--- YOUR GOAL ---
The required output is the line with "Target: red banner" through the final line of the entries, each one exactly as it stands.

--- DATA ---

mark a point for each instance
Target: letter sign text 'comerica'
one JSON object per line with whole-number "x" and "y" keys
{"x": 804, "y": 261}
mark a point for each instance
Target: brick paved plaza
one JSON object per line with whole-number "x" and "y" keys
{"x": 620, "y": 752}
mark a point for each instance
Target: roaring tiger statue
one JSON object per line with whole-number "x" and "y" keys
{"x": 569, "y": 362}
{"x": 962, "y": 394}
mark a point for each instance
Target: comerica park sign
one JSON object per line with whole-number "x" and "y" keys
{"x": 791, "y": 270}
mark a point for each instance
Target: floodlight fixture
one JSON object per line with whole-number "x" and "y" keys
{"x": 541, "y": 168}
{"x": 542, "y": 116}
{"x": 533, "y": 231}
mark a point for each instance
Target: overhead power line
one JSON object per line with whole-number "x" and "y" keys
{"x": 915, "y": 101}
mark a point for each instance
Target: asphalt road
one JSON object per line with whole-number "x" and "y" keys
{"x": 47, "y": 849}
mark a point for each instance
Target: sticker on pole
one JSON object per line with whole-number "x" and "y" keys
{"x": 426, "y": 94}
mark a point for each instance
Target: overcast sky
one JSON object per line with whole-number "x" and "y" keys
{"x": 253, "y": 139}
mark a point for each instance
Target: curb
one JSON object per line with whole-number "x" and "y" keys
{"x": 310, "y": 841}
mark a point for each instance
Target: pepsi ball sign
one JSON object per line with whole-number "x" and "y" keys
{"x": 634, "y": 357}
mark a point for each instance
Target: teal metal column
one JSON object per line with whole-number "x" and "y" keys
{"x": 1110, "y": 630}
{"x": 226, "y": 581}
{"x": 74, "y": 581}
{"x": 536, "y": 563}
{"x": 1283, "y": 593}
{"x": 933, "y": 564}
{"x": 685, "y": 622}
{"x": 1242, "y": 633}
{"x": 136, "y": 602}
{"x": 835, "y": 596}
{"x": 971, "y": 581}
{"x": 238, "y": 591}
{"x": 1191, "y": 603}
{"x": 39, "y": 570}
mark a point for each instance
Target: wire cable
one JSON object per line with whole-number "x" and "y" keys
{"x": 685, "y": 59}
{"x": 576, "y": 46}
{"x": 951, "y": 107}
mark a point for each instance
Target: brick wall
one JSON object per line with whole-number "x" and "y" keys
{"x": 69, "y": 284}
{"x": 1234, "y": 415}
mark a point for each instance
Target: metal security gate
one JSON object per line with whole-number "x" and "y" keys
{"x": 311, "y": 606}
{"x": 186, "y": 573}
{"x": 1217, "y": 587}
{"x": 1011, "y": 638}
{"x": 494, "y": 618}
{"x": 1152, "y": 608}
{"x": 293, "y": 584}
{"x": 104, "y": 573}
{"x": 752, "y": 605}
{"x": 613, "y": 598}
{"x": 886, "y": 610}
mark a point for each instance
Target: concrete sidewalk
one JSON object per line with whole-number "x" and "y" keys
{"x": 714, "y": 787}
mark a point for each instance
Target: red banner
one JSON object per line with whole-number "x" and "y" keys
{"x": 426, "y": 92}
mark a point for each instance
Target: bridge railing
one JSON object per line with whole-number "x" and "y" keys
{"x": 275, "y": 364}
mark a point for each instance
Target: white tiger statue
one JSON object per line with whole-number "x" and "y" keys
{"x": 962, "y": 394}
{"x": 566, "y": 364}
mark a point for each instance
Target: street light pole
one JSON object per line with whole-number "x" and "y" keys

--- RESULT ---
Target: red banner
one JSON object per line with whole-number "x" and "y" keys
{"x": 426, "y": 92}
mark a point for each instance
Target: bridge railing
one JSON object per line with whole-number "x" and "y" keys
{"x": 275, "y": 364}
mark a point for each instance
Target: white tiger statue
one JSON object per line with whole-number "x" and "y" keys
{"x": 962, "y": 394}
{"x": 566, "y": 364}
mark a point for each instance
Target: street light pole
one JSON object per line with whole-number "x" and "y" keys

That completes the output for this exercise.